### Requirement:
Please reproduce the items below word for word, from the line containing "Each instance of the conifer" through the last line, including both.

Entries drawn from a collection
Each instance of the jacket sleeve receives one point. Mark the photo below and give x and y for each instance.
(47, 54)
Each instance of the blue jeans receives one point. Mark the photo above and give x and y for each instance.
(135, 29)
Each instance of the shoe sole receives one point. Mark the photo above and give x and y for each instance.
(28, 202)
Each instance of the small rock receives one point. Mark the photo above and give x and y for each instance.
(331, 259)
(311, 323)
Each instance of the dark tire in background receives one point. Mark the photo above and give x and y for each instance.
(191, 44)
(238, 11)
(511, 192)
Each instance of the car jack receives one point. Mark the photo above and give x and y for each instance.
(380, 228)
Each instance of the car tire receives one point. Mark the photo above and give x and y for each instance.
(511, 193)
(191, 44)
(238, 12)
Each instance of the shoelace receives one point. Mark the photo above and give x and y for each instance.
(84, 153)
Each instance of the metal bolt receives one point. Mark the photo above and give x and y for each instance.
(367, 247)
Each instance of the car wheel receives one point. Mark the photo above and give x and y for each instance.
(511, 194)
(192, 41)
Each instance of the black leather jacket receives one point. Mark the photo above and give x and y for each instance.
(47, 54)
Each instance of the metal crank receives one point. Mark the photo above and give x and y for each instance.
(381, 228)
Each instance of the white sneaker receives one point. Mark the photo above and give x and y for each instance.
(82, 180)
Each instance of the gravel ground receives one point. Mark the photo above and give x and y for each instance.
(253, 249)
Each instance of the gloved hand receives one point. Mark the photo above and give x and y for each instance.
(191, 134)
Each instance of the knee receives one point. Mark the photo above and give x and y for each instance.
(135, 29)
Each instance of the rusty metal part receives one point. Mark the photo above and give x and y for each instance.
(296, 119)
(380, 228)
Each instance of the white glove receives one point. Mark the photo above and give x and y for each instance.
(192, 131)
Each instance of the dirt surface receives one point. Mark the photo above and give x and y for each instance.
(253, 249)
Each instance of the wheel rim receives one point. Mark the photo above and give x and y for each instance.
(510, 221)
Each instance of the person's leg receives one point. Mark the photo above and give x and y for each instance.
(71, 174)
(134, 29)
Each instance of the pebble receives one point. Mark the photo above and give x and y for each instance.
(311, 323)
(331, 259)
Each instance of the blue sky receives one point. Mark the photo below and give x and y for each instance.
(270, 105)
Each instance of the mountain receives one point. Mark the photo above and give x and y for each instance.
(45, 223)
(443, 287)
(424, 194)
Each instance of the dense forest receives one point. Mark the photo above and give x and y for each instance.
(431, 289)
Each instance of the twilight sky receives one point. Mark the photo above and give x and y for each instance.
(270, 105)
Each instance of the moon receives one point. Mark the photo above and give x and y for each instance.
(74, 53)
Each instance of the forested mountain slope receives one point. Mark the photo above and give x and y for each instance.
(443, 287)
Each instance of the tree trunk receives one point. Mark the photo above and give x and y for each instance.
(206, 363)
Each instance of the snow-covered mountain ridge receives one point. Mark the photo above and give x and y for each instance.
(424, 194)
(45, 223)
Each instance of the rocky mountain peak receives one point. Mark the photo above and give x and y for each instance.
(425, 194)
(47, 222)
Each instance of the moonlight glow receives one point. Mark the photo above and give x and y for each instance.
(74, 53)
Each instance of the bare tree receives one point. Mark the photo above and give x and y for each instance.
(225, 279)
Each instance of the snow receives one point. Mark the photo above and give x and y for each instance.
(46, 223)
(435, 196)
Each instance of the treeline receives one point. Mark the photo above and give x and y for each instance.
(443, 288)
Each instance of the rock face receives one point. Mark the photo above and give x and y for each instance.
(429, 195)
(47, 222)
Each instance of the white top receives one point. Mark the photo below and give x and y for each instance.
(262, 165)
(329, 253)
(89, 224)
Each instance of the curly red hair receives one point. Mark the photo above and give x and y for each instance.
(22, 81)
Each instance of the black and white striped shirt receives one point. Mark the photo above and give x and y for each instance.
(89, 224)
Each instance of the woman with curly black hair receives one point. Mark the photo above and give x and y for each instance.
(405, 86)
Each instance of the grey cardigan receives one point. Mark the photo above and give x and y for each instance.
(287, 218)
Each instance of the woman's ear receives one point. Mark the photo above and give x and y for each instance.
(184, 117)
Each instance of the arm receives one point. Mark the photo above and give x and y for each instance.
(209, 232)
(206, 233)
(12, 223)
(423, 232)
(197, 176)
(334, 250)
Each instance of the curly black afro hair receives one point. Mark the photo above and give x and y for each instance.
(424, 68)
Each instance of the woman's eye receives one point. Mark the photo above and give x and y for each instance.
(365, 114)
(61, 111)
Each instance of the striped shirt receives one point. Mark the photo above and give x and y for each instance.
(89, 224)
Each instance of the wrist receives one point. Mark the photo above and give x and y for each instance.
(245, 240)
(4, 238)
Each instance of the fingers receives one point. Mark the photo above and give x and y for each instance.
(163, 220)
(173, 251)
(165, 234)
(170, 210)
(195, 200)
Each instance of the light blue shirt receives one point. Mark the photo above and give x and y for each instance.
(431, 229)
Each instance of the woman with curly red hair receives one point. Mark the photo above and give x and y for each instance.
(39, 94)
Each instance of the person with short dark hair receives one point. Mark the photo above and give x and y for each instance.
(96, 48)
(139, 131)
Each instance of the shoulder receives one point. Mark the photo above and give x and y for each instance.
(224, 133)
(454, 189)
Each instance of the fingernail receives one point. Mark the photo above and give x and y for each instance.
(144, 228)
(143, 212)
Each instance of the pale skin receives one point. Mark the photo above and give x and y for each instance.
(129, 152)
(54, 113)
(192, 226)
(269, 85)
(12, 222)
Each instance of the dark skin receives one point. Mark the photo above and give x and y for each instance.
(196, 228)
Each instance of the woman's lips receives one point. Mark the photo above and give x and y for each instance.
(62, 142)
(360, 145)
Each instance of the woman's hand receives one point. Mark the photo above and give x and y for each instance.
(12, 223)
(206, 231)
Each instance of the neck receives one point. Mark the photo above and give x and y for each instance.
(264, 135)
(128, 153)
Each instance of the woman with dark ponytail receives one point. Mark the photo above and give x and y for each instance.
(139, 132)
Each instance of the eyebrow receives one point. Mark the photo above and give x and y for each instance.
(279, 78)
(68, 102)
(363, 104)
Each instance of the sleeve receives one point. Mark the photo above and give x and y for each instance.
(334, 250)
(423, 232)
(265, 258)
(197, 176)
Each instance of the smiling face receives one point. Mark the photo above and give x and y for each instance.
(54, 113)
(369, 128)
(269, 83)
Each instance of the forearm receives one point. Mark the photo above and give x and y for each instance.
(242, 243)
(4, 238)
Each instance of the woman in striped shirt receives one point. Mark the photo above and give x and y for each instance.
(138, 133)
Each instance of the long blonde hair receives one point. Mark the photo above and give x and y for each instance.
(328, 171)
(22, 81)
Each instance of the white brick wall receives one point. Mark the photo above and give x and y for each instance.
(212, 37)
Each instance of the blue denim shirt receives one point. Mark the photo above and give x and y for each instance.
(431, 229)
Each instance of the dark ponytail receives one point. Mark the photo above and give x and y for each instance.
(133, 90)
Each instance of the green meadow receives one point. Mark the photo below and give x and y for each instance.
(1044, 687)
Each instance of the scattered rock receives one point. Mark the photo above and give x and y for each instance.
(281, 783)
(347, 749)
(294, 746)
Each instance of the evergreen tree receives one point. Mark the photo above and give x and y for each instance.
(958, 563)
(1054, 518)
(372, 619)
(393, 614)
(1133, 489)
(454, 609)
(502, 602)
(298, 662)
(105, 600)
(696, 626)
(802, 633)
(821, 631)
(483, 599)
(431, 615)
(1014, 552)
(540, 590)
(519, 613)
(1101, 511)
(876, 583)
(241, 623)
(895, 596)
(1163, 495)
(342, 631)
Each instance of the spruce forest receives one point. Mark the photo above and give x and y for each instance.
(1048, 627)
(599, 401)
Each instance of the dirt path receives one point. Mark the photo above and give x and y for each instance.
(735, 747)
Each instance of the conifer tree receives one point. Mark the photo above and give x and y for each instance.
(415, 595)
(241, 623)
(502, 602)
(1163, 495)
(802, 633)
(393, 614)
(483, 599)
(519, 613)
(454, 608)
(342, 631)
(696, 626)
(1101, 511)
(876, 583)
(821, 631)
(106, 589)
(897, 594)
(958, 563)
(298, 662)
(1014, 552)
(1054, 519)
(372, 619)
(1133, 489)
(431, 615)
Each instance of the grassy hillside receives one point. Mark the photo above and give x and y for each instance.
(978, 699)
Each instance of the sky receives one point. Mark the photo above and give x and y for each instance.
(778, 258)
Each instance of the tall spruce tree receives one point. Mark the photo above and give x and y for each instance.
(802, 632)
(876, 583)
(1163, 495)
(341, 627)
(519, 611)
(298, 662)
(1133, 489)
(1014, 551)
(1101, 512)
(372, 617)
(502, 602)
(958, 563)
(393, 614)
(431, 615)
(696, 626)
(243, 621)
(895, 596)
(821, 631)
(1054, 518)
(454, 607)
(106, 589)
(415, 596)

### Task response:
Each instance of the conifer tree receives one point. Mark the photo above and give x and y for each instance.
(415, 595)
(241, 623)
(502, 602)
(1163, 495)
(802, 633)
(393, 614)
(483, 599)
(519, 613)
(454, 608)
(342, 631)
(696, 626)
(1101, 511)
(876, 583)
(821, 631)
(106, 589)
(897, 594)
(958, 563)
(298, 662)
(1014, 552)
(1054, 519)
(372, 619)
(1133, 489)
(431, 615)
Each instance of the grassy hillside receives one point. Mark the photo above and give x and y for each instance.
(978, 699)
Each instance of the sky receives one point. Mark the photo above and give x and y for each instance.
(778, 258)
Each instance of the tall spruce tree receives one point. Mark the photo above and give x and y for each instance.
(802, 632)
(876, 583)
(1163, 495)
(341, 627)
(519, 611)
(298, 662)
(1133, 489)
(1014, 551)
(1101, 512)
(372, 617)
(502, 602)
(958, 563)
(393, 614)
(431, 615)
(696, 626)
(243, 621)
(895, 596)
(821, 631)
(1054, 518)
(454, 607)
(106, 589)
(415, 596)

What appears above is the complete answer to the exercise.